Material supplied>
^^^^^^^^^^^^^^^^

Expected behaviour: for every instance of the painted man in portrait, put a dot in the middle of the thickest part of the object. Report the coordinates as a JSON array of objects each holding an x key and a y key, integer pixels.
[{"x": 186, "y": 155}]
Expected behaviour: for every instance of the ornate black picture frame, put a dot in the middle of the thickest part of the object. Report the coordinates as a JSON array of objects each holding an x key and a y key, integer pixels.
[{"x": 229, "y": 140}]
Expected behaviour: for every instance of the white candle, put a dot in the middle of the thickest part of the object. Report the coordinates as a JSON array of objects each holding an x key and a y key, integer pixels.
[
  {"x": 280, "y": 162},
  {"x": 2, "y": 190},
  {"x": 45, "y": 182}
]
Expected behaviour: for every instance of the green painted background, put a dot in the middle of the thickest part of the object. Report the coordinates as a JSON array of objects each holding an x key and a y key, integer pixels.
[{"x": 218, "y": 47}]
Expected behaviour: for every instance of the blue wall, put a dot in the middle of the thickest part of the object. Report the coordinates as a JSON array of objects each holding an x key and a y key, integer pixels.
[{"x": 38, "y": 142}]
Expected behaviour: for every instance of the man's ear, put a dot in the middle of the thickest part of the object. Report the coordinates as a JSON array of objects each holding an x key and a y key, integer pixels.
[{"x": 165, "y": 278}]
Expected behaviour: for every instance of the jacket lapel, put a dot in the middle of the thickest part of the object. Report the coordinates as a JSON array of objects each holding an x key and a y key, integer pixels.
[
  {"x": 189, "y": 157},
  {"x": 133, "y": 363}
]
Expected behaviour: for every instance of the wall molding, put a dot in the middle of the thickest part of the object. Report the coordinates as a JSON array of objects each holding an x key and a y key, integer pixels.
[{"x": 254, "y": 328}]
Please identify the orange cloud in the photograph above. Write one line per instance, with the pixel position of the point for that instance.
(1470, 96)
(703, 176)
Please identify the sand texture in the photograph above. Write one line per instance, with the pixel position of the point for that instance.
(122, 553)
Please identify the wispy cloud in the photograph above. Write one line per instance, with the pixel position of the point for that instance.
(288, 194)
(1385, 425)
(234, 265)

^^^^^^^^^^^^^^^^

Objective>
Can you give the lines above as a JSON list of strings, one string per line with blank lines omitted, starting at the line that contains "Please identify the wispy" and ending with the final line?

Expected output>
[
  "Please identify the wispy cloud in the photograph above. Write one line per instance, with the pixel position of the point for that instance.",
  "(288, 194)",
  "(1385, 425)",
  "(234, 265)"
]